Look for "like" in each line of the records, and copy the lines that have it.

==== STUDY MATERIAL

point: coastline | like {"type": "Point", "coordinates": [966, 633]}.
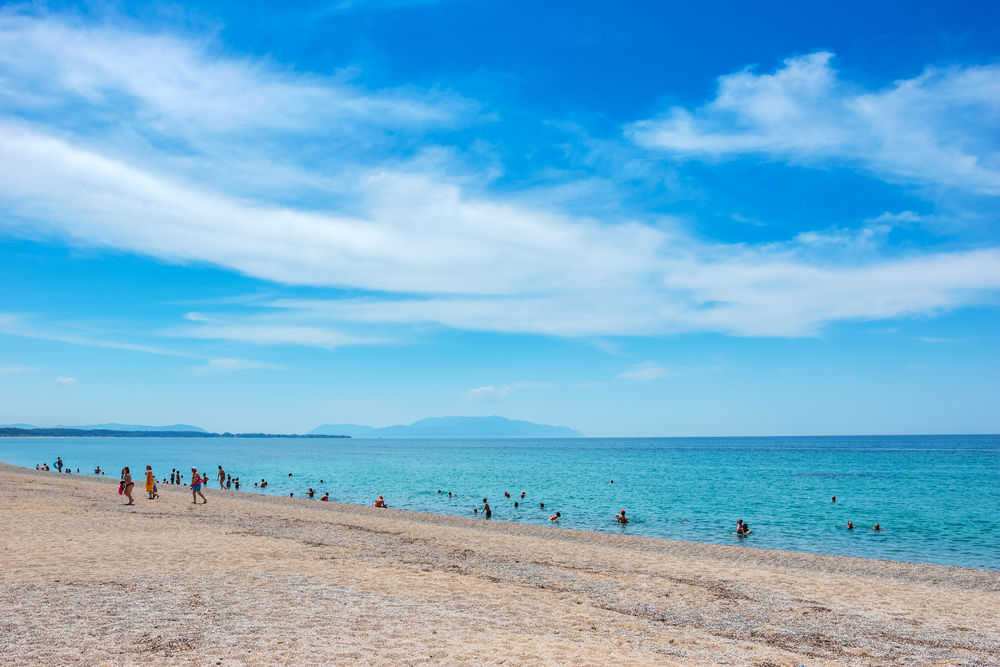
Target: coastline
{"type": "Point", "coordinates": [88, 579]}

========
==== STUDY MATERIAL

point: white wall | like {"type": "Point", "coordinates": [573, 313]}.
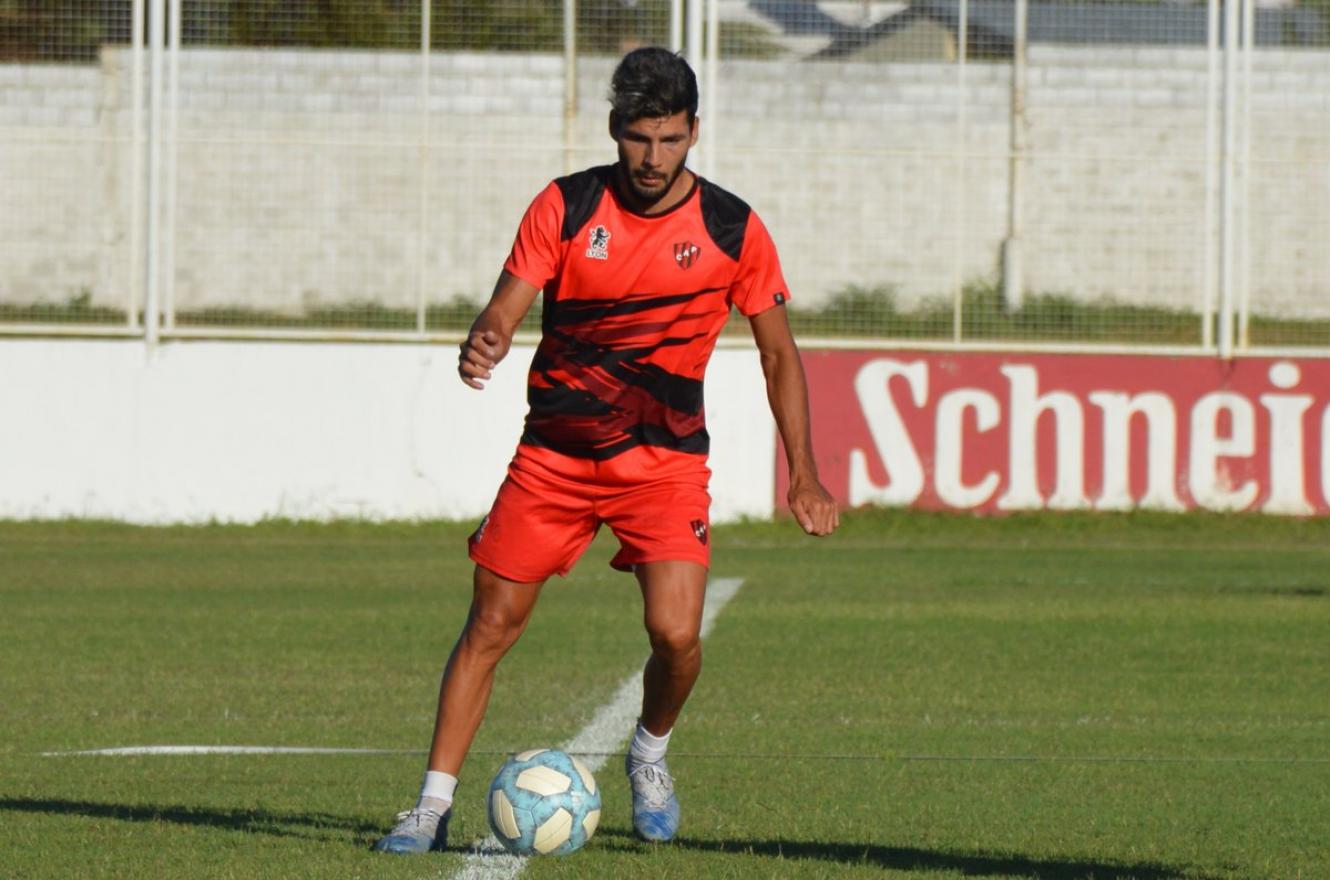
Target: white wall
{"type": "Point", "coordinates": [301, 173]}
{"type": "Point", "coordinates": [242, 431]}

========
==== STUDY MATERIAL

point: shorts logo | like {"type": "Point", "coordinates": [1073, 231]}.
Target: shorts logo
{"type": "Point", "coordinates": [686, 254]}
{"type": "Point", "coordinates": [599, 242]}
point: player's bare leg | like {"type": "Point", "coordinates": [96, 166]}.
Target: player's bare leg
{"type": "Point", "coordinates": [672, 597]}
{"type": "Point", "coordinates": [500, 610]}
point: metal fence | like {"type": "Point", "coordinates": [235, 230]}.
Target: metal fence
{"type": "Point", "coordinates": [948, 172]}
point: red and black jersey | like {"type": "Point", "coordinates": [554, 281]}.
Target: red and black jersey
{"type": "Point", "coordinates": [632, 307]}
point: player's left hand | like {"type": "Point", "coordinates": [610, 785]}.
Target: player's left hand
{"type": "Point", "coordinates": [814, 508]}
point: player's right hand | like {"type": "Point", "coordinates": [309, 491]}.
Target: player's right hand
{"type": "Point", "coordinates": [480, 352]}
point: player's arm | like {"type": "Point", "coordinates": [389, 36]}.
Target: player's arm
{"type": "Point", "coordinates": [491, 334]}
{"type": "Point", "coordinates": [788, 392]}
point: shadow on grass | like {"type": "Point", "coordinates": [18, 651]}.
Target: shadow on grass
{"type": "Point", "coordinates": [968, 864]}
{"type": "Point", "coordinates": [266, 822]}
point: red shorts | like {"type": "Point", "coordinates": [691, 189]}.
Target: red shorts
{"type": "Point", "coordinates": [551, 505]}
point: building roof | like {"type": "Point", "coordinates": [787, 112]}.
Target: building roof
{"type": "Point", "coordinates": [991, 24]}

========

**RESPONSE:**
point: coastline | like {"type": "Point", "coordinates": [966, 633]}.
point: white wall | like {"type": "Point", "coordinates": [573, 313]}.
point: shorts logo | like {"type": "Point", "coordinates": [1073, 231]}.
point: player's bare leg | like {"type": "Point", "coordinates": [96, 166]}.
point: metal fence | like {"type": "Point", "coordinates": [235, 230]}.
point: red and black jersey | like {"type": "Point", "coordinates": [554, 281]}.
point: player's left hand | like {"type": "Point", "coordinates": [610, 785]}.
point: player's right hand | like {"type": "Point", "coordinates": [309, 491]}.
point: player's arm | like {"type": "Point", "coordinates": [389, 36]}.
point: shadow on grass | like {"type": "Point", "coordinates": [18, 651]}.
point: red shorts | like {"type": "Point", "coordinates": [691, 189]}.
point: building roof | like {"type": "Point", "coordinates": [787, 112]}.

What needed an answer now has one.